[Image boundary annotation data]
## Begin

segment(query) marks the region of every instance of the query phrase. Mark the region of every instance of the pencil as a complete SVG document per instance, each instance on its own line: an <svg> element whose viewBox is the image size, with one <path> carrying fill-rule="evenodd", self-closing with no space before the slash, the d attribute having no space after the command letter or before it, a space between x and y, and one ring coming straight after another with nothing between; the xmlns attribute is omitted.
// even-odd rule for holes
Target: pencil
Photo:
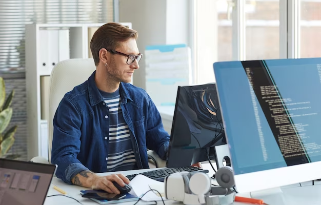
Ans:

## End

Aim: Transcribe the data above line for line, without alteration, and omit the picture from your reply.

Worked answer:
segment(query) marks the region of every instance of the query phrase. Mark the region of every instance of the pencil as a complete SVG document per instance, each instance on its own line: an <svg> element whose viewBox is the image size, with one <path> carrying fill-rule="evenodd", self-closing with no space before the slash, the d attribute having no space after the command letter or before it, a space between x and y, and one ring coming straight after another with nothing between; the xmlns attribute is omitted.
// even-odd rule for holes
Target: pencil
Photo:
Ans:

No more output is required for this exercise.